**What this task involves**
Exactly reproduce the line that contains "the yellow gas" and all lines after it in the entries below, through the very last line.

**Coordinate annotation records**
################
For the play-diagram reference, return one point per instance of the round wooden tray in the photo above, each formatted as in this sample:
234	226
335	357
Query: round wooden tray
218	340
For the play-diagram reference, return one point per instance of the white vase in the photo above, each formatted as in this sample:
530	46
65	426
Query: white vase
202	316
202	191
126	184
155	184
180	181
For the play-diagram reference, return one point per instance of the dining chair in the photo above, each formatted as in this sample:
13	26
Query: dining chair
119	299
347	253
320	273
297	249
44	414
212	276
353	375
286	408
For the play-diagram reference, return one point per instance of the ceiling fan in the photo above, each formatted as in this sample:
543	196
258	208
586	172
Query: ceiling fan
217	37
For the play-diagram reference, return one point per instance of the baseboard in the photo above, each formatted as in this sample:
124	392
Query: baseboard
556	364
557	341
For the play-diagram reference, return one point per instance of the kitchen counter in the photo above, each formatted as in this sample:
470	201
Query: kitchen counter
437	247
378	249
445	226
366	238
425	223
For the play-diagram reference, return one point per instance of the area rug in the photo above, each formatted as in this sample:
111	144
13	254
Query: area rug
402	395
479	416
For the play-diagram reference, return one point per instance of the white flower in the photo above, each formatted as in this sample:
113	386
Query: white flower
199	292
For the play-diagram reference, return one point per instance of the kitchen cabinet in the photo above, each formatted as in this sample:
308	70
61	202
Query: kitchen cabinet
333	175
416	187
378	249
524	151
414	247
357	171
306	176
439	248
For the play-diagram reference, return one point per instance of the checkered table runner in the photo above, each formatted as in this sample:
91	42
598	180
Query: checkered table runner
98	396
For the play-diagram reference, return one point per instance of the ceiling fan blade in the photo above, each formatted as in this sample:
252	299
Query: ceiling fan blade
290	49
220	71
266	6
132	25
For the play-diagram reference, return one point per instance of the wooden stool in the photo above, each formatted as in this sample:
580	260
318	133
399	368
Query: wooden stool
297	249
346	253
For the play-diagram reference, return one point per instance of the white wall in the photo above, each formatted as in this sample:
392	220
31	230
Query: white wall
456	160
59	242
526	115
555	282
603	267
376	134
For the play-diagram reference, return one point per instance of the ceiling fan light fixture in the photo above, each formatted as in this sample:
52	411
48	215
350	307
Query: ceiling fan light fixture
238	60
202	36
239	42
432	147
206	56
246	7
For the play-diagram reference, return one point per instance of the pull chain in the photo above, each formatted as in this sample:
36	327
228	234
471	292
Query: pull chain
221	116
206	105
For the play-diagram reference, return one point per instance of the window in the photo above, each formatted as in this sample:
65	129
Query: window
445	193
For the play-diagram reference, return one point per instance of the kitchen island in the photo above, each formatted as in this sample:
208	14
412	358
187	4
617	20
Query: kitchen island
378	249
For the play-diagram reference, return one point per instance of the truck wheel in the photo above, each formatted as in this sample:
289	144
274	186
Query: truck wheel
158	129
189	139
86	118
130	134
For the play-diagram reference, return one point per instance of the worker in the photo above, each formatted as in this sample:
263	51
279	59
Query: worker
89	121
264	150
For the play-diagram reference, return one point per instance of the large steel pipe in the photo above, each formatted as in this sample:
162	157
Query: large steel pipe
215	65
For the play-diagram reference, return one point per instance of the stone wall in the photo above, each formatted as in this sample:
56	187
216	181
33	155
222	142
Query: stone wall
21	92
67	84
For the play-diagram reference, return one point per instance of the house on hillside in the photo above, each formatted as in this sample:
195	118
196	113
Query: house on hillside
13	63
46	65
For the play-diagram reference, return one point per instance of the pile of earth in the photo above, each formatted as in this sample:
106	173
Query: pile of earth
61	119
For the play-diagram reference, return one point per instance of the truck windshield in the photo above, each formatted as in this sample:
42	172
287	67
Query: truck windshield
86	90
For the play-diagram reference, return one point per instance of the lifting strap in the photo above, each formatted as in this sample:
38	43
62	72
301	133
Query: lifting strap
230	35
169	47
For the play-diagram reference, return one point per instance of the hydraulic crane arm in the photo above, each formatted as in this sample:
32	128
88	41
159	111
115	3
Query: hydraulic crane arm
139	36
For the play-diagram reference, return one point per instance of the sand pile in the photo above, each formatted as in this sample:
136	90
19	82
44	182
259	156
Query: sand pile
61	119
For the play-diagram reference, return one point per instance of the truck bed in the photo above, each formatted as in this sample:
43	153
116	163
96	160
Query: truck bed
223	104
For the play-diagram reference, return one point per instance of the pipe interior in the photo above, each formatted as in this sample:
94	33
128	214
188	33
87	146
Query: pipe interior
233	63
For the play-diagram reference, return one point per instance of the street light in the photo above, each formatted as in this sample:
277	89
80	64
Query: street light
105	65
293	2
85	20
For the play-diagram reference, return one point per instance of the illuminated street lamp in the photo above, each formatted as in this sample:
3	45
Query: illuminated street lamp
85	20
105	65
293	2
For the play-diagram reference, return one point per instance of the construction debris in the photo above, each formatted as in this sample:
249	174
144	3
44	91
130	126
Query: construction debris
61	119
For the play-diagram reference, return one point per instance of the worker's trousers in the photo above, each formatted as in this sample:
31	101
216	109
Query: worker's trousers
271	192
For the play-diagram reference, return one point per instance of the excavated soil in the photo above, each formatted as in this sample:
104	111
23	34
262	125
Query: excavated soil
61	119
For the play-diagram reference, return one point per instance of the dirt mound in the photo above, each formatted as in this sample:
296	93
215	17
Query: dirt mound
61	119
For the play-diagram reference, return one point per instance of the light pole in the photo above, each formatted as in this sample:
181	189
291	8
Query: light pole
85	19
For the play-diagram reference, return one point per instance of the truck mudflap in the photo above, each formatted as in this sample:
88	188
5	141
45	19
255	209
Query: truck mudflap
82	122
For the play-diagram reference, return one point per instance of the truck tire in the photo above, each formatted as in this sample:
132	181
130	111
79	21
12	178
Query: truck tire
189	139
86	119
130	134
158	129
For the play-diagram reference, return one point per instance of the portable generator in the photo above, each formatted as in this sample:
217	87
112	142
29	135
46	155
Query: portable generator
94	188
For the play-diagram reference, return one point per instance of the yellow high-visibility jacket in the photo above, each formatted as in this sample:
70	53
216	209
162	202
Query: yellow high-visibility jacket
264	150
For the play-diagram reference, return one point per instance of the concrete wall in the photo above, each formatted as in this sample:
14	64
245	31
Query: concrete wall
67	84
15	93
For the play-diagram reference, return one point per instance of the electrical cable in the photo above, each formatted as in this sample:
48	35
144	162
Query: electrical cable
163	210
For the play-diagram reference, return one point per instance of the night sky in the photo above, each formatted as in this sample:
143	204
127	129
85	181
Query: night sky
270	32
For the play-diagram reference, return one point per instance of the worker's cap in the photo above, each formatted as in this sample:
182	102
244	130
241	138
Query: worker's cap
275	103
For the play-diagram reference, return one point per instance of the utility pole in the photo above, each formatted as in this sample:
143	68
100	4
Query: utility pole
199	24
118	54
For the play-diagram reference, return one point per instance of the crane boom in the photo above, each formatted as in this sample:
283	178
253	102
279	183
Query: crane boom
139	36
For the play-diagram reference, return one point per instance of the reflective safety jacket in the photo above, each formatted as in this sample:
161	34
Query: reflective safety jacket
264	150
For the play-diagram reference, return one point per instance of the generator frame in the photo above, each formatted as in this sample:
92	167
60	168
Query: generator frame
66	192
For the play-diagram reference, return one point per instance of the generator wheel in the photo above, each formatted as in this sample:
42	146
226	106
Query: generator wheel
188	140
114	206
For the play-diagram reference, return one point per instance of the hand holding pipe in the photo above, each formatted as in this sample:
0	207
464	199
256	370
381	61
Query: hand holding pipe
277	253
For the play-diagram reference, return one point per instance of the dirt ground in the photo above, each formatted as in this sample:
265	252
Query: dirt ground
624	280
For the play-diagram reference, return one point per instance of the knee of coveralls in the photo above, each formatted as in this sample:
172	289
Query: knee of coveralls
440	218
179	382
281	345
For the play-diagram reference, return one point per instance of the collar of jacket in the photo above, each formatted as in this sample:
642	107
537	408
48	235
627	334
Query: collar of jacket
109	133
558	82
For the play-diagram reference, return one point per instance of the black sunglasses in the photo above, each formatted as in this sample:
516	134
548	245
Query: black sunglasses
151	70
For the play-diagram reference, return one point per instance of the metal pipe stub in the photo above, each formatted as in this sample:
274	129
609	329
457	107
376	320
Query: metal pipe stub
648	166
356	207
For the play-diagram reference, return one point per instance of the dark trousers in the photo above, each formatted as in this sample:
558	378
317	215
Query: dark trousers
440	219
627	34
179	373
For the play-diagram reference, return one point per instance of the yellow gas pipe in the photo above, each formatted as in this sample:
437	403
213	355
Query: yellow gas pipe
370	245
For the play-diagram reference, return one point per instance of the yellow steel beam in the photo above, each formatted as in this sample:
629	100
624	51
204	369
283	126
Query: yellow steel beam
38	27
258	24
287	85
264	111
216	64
################
**Full output**
For the play-diagram reference, return one point per instance of the yellow gas pipe in the photo above, each formatted as in this sample:
437	403
213	355
Query: yellow gas pipe
370	245
For the play-diagram reference, return one point per instance of the yellow steel beam in the photo above, each formatted as in this sample:
629	100
624	51
204	369
283	126
Query: yellow steel beam
38	27
258	24
287	85
264	111
216	64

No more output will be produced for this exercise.